**EXTRACTED DATA:**
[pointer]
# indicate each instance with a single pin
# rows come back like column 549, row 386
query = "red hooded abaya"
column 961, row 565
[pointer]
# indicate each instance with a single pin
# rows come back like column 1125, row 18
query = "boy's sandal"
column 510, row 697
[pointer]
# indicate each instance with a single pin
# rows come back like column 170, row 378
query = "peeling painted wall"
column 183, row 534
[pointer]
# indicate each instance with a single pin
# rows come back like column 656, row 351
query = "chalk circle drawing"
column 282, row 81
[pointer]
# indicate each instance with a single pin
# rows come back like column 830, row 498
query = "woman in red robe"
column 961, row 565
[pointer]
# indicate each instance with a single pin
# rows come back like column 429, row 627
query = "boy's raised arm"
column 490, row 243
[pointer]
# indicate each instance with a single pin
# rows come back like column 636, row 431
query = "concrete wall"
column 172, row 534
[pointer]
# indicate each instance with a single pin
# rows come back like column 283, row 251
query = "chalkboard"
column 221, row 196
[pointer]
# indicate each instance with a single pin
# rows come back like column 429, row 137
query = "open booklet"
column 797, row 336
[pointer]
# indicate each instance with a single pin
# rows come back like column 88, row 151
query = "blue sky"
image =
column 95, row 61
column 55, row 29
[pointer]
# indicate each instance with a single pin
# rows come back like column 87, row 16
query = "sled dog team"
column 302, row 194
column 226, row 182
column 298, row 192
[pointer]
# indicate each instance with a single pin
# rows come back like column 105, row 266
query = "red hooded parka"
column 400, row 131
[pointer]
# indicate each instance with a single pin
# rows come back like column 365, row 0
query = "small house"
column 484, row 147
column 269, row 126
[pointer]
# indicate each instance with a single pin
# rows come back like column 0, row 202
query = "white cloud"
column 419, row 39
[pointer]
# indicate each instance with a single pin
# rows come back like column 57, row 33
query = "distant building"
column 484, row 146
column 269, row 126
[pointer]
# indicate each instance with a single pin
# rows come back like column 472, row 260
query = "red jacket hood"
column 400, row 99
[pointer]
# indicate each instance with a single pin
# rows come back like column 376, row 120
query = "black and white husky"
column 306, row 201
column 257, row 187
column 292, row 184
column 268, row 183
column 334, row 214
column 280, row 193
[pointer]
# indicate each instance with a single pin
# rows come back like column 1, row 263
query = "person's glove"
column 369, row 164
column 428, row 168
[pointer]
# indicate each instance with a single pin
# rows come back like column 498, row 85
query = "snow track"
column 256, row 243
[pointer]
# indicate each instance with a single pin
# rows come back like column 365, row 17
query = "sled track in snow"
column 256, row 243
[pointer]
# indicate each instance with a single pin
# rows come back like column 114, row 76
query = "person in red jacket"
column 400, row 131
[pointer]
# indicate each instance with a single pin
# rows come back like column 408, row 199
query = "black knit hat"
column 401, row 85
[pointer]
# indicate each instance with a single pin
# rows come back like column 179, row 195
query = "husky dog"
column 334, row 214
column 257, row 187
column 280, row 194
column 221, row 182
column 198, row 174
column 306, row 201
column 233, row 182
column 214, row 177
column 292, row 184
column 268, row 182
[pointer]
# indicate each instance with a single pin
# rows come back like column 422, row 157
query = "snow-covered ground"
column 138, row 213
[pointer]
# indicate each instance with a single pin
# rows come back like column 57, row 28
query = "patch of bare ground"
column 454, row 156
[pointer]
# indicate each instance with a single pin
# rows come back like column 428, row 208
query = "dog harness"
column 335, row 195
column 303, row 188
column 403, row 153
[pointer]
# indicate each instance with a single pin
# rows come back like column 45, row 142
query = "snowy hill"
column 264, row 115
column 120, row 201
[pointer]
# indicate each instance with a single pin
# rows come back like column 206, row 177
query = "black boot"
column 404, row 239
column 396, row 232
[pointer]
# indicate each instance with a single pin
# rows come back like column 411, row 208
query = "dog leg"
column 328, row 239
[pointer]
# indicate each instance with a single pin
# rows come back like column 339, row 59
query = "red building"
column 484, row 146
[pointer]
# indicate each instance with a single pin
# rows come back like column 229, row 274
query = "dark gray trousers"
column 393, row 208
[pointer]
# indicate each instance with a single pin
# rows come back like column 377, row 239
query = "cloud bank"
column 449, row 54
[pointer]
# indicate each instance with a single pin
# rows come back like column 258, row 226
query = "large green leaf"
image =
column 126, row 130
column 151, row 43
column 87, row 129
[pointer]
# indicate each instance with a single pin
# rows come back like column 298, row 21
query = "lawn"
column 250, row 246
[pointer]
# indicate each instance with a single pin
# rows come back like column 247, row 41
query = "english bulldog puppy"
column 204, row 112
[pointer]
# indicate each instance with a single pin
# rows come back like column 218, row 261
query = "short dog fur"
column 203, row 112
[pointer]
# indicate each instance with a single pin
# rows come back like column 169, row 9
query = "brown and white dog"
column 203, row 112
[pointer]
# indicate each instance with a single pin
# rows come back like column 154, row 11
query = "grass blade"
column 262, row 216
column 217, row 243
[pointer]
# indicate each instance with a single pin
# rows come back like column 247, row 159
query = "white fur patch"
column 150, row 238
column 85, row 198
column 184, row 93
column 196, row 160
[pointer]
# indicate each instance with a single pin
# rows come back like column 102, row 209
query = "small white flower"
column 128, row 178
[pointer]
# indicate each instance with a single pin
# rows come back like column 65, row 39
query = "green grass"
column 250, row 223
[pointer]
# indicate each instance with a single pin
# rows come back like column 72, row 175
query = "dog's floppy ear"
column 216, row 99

**EXERCISE DIRECTIONS:**
Each line of the material must be restated exactly.

**SOLUTION TO THIS EXERCISE:**
[pointer]
# indicate each instance with a single pin
# rows come back like column 549, row 386
query = "red hooded abaya"
column 961, row 565
[pointer]
# indicate each instance with a single pin
# rows come back like column 1125, row 18
query = "boy's sandal"
column 510, row 697
[pointer]
# indicate each instance with a single pin
# rows come back like column 170, row 378
query = "peeling painted wall"
column 183, row 534
[pointer]
# indicate each instance with a single pin
# rows come back like column 656, row 351
query = "chalk circle drawing"
column 282, row 81
[pointer]
# indicate each instance with a single pin
# rows come back like column 830, row 498
query = "woman in red robe"
column 961, row 565
[pointer]
# indicate each instance with a single pin
# rows come back like column 429, row 627
query = "boy's raised arm"
column 490, row 243
[pointer]
# indicate each instance with a single pin
# rows come back like column 636, row 431
query = "concrete wall"
column 172, row 534
[pointer]
# indicate each instance with a single pin
# rows come back like column 283, row 251
query = "chalkboard"
column 221, row 196
[pointer]
# indicate each instance with a single pin
# rows come back like column 429, row 137
query = "open booklet"
column 797, row 336
[pointer]
# indicate each instance with a single pin
# rows come back like column 88, row 151
query = "blue sky"
image =
column 95, row 61
column 55, row 29
[pointer]
# indicate each instance with a single pin
# rows come back like column 87, row 16
query = "sled dog team"
column 302, row 194
column 226, row 182
column 298, row 192
[pointer]
# indicate each instance with a single pin
# rows come back like column 105, row 266
query = "red hooded parka"
column 400, row 131
[pointer]
# indicate each instance with a single pin
# rows come back like column 365, row 0
query = "small house"
column 484, row 147
column 269, row 126
[pointer]
# indicate each instance with a single pin
# rows come back like column 0, row 202
query = "white cloud"
column 419, row 39
[pointer]
# indicate each instance with a single pin
# rows come back like column 57, row 33
query = "distant building"
column 484, row 146
column 269, row 126
[pointer]
# indicate each instance with a single pin
# rows come back like column 472, row 260
query = "red jacket hood"
column 400, row 99
[pointer]
# indicate each instance with a single pin
# rows come back like column 376, row 120
query = "black and white husky"
column 306, row 201
column 257, row 187
column 292, row 184
column 268, row 183
column 334, row 214
column 280, row 193
[pointer]
# indicate each instance with a single pin
# rows come back like column 1, row 263
query = "person's glove"
column 369, row 164
column 428, row 168
[pointer]
# indicate each instance with a single pin
# rows come back like column 498, row 85
query = "snow track"
column 256, row 243
[pointer]
# indicate each instance with a single pin
# rows come back like column 365, row 17
query = "sled track in snow"
column 256, row 243
[pointer]
# indicate each instance with a single pin
# rows come back like column 114, row 76
query = "person in red jacket"
column 400, row 131
[pointer]
# indicate each instance with a single pin
# rows come back like column 408, row 199
query = "black knit hat"
column 401, row 85
[pointer]
# indicate each instance with a single pin
# rows come back like column 179, row 195
query = "husky dog"
column 334, row 214
column 257, row 187
column 280, row 194
column 221, row 182
column 198, row 174
column 306, row 201
column 233, row 182
column 214, row 177
column 292, row 184
column 268, row 182
[pointer]
# indicate each instance with a single pin
# rows come back like column 422, row 157
query = "snow-covered ground"
column 138, row 213
[pointer]
# indicate each instance with a single pin
# rows come back like column 57, row 28
query = "patch of bare ground"
column 454, row 156
[pointer]
# indicate each instance with a single pin
# rows come back like column 428, row 208
query = "dog harness"
column 335, row 195
column 303, row 188
column 403, row 153
[pointer]
# indicate each instance with a single pin
# rows come back like column 45, row 142
query = "snowy hill"
column 264, row 115
column 120, row 201
[pointer]
# indicate each instance with a single pin
# rows come back like column 206, row 177
query = "black boot"
column 404, row 239
column 396, row 232
[pointer]
# indicate each instance with a single pin
# rows come back like column 411, row 208
query = "dog leg"
column 328, row 239
[pointer]
# indicate each instance with a single pin
# rows come back like column 339, row 59
query = "red building"
column 484, row 146
[pointer]
# indicate each instance with a single pin
# rows come back like column 229, row 274
query = "dark gray trousers"
column 393, row 208
[pointer]
# indicate each instance with a single pin
# rows come back like column 377, row 239
query = "cloud bank"
column 449, row 54
[pointer]
# indicate each instance with a single pin
# rows come back like column 258, row 226
query = "large green leaf"
image =
column 126, row 130
column 151, row 43
column 87, row 129
[pointer]
# indicate each instance with a single pin
# rows come back like column 298, row 21
query = "lawn"
column 250, row 246
[pointer]
# indicate each instance with a single pin
# rows come back like column 247, row 41
query = "english bulldog puppy"
column 204, row 112
[pointer]
# indicate each instance with a single pin
# rows come back like column 218, row 261
query = "short dog fur"
column 203, row 112
[pointer]
# indicate each instance with a single pin
# rows come back like column 169, row 9
query = "brown and white dog"
column 203, row 112
[pointer]
# indicate each instance with a single pin
# rows come back like column 154, row 11
query = "grass blade"
column 262, row 216
column 217, row 243
[pointer]
# indicate each instance with a single pin
# rows come back like column 247, row 159
query = "white fur patch"
column 150, row 238
column 85, row 198
column 184, row 93
column 196, row 160
[pointer]
# indicate each instance with a single pin
# rows come back like column 102, row 209
query = "small white flower"
column 128, row 178
[pointer]
# indicate each instance with a single pin
# rows come back like column 65, row 39
query = "green grass"
column 250, row 223
[pointer]
# indicate each instance with a single pin
# rows come back like column 72, row 175
query = "dog's floppy ear"
column 216, row 99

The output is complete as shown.